EXERCISE PASSAGE:

Segment Open

I was in Washington recently, giving a talk to the National Association of Business Economists. The subject was the Trans-Pacific Partnership.
Not to keep you in suspense, but I’m thumbs down. I don’t think the proposal is likely to be the terrible, worker-destroying pact that some progressives assert, but it doesn’t look like a good thing for the world, or for the United States – and you have to wonder why the Obama administration would consider devoting any political capital to getting the deal through.
I was glad to see Larry Summers, the former Treasury secretary, weigh in on the same subject earlier this month in an op-ed for The Financial Times. Reading his piece, you may wonder: Did Mr. Summers just come out for the deal or against it? The answer, I think is that he basically supports an idealized version of the T.P.P. that doesn’t exist, and is against the T.P.P. that actually seems to be on the table. And that means that he and I are in a similar place.
So, about the deal. The first thing you need to know is that almost everyone exaggerates the importance of trade policy. In part, I believe, this reflects “globaloney”: Talking about international trade sounds glamorous and forward-thinking, so everyone wants to make it the centerpiece of their remarks.

Segment Closed

YOUR TASKS:
[1] Decide whether each statement below agrees with the passage on the Trans-Pacific Partnership, answering yes or no and quoting the words from the passage that settle it.
(a) The talk was given to the National Association of Business Economists.
(b) The writer expects the deal to be a terrible, worker-destroying pact.
(c) Larry Summers wrote about the subject in an op-ed for The Washington Post.
[2] Using the passage on the Trans-Pacific Partnership, answer each question on its own line.
(a) In what city did the writer give the talk?
(b) What post did Larry Summers formerly hold?
(c) What word does the writer use for the tendency to make international trade the centerpiece of one's remarks?
[3] Write the next few sentences of the passage on the Trans-Pacific Partnership, picking up after its final sentence.

MATERIAL SUPPLIED:
Segment Open

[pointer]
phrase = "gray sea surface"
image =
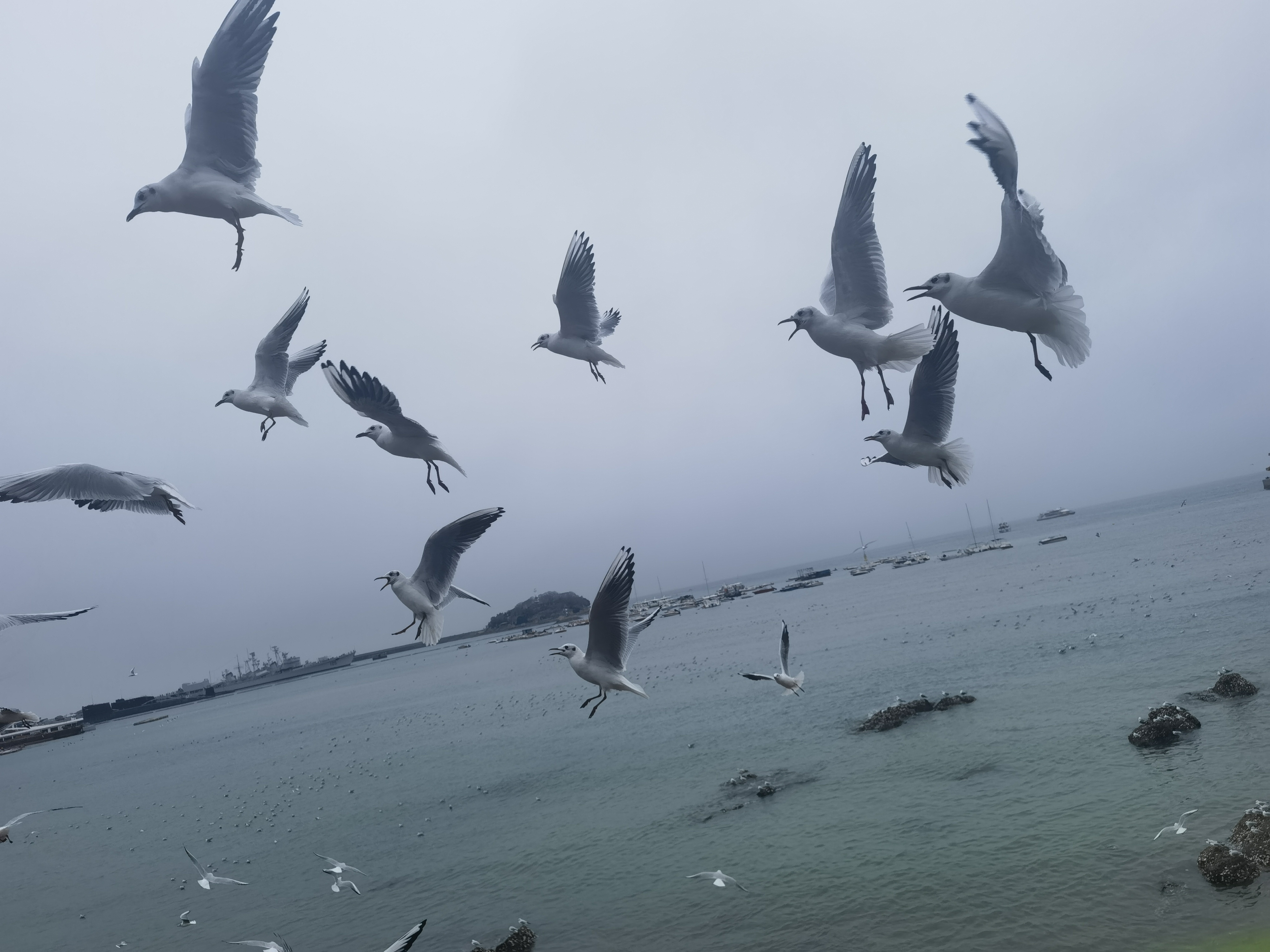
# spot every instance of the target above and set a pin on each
(473, 790)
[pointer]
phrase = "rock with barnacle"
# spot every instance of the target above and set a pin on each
(1223, 866)
(1232, 685)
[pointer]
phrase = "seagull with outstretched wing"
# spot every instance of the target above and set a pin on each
(276, 371)
(1024, 289)
(582, 328)
(611, 634)
(395, 432)
(925, 441)
(432, 588)
(93, 488)
(216, 178)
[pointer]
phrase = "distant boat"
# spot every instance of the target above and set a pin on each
(1056, 514)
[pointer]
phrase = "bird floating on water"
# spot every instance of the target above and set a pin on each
(431, 587)
(581, 325)
(395, 432)
(792, 683)
(276, 371)
(611, 634)
(1024, 289)
(854, 294)
(925, 441)
(216, 177)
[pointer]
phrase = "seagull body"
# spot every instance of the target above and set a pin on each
(338, 867)
(276, 372)
(1024, 289)
(431, 587)
(206, 879)
(930, 414)
(6, 837)
(719, 878)
(395, 432)
(854, 295)
(581, 325)
(611, 635)
(216, 177)
(8, 621)
(338, 883)
(96, 488)
(792, 685)
(1179, 828)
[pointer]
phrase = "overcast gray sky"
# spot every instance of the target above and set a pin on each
(441, 155)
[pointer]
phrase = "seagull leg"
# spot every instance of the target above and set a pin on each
(238, 258)
(1037, 357)
(891, 400)
(597, 705)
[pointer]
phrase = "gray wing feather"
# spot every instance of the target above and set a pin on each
(220, 126)
(8, 621)
(371, 399)
(859, 272)
(576, 293)
(444, 548)
(271, 353)
(610, 639)
(933, 391)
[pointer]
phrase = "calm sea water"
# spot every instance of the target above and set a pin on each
(1023, 822)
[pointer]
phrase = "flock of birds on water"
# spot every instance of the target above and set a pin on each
(1024, 289)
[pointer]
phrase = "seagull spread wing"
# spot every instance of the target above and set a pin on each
(859, 273)
(576, 293)
(8, 621)
(444, 548)
(403, 944)
(930, 395)
(373, 400)
(995, 141)
(271, 353)
(611, 640)
(220, 124)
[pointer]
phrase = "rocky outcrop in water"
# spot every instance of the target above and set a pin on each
(1232, 685)
(893, 716)
(1162, 726)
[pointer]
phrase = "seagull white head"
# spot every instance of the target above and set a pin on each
(936, 287)
(799, 320)
(148, 200)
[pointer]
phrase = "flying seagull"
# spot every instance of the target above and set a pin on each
(8, 621)
(783, 677)
(1024, 289)
(611, 635)
(206, 879)
(338, 867)
(581, 325)
(6, 837)
(398, 434)
(97, 489)
(1176, 827)
(930, 414)
(854, 294)
(430, 589)
(719, 878)
(276, 372)
(216, 178)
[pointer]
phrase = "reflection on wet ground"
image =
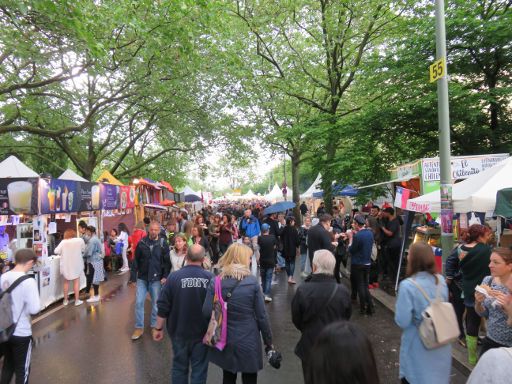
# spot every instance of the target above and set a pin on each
(91, 343)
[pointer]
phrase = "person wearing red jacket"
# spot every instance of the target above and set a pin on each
(133, 240)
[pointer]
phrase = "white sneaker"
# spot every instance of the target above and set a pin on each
(94, 299)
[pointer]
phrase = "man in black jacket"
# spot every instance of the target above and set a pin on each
(152, 266)
(319, 236)
(181, 304)
(318, 302)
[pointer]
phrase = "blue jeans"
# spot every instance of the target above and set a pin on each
(189, 353)
(290, 267)
(266, 280)
(143, 287)
(280, 260)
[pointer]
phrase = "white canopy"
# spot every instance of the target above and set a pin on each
(70, 175)
(475, 194)
(276, 194)
(249, 195)
(314, 188)
(189, 191)
(13, 167)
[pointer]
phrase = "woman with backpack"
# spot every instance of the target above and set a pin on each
(418, 364)
(247, 319)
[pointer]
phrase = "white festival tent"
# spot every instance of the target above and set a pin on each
(475, 194)
(13, 167)
(189, 191)
(276, 194)
(68, 174)
(314, 188)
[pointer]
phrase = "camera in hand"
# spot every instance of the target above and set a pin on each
(274, 358)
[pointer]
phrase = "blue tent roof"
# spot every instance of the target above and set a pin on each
(339, 190)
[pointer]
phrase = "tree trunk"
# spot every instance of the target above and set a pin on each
(295, 185)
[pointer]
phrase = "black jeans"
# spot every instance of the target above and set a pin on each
(489, 344)
(361, 274)
(458, 305)
(17, 353)
(89, 274)
(247, 378)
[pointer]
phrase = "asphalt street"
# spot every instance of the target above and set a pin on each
(91, 343)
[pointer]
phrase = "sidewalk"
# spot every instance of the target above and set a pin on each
(459, 354)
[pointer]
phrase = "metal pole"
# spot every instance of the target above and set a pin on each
(444, 138)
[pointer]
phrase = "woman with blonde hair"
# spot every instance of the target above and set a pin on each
(187, 230)
(70, 250)
(417, 364)
(179, 252)
(247, 317)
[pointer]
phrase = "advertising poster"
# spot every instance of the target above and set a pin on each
(127, 197)
(89, 196)
(58, 196)
(110, 196)
(18, 196)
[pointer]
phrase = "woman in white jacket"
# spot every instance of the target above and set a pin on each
(71, 249)
(123, 237)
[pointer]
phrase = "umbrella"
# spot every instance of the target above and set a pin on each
(279, 207)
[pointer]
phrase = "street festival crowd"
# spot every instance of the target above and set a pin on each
(210, 277)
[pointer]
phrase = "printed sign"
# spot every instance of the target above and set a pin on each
(18, 196)
(401, 197)
(109, 196)
(438, 69)
(462, 167)
(58, 196)
(127, 197)
(418, 207)
(89, 196)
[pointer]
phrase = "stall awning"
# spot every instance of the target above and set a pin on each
(155, 206)
(107, 177)
(383, 183)
(167, 185)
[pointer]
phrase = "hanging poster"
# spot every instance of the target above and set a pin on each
(58, 196)
(18, 196)
(127, 197)
(110, 196)
(89, 196)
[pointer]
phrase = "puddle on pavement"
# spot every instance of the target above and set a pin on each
(67, 318)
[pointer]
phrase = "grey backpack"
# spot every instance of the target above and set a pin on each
(7, 323)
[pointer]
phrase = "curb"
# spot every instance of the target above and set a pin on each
(459, 357)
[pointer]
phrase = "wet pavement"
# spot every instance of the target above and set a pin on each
(91, 343)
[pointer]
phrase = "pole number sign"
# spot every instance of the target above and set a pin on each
(438, 69)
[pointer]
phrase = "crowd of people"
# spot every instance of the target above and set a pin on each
(235, 251)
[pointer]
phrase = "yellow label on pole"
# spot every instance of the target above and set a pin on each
(438, 69)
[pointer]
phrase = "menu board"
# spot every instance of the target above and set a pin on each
(89, 196)
(110, 196)
(58, 196)
(127, 197)
(18, 196)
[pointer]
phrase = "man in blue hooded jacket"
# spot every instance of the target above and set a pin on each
(250, 226)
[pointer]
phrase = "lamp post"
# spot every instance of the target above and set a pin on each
(444, 134)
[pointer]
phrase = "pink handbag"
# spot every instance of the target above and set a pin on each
(217, 332)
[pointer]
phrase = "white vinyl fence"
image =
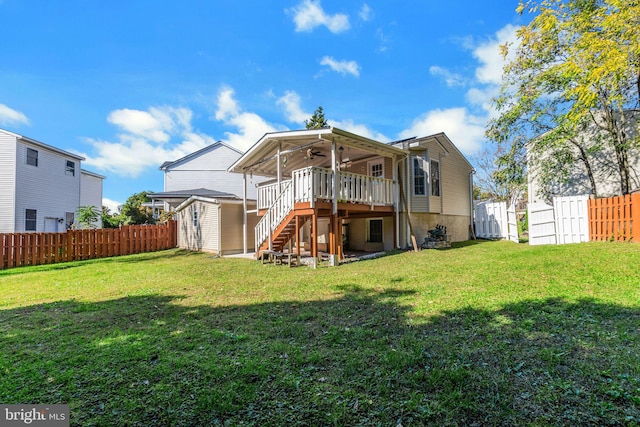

Segment Closed

ANSWERS FOR THE TASKS:
[1]
(a) Yes: "giving a talk to the National Association of Business Economists"
(b) No: "I don’t think the proposal is likely to be the terrible, worker-destroying pact that some progressives assert"
(c) No: "in an op-ed for The Financial Times"

[2]
(a) Washington
(b) Treasury secretary
(c) "Globaloney"

[3]
Also, there’s an odd dynamic involving the role of international trade in the history of economics. Comparative advantage was an early, classic example of how economic reasoning can lead to results that are correct but not obvious; naturally, economists have always wanted this intellectual victory to be important in the real world, too. This has led to a peculiar dynamic: Comparative advantage says, “yay free trade!,” but also suggests that once trade is already fairly open, the gains from opening it further are small. But because economists want to keep shouting, “yay free trade!,” they look for reasons that those gains might be larger, even though the stories they end up telling are inconsistent with the competitive model that was the basis for their free trade advocacy in the first place.
One particular misuse of the yay-free-trade sentiment is the persistent effort to make protectionism a cause of economic slumps, and trade liberalization a route to recovery. How many times have you seen the Kindleberger “spiderweb” chart showing declining world trade in the early years of the Great Depression, which is then invoked as showing the evils of protectionism (see Slide 2 of my talk)? In fact, it shows no such thing.
The fact is that today trade is fairly free, and estimates of the costs of protectionism from standard models suggest that these costs are quite small. Trade restrictions just aren’t a major drag on the world economy these days, so the gains from liberalization must be slight.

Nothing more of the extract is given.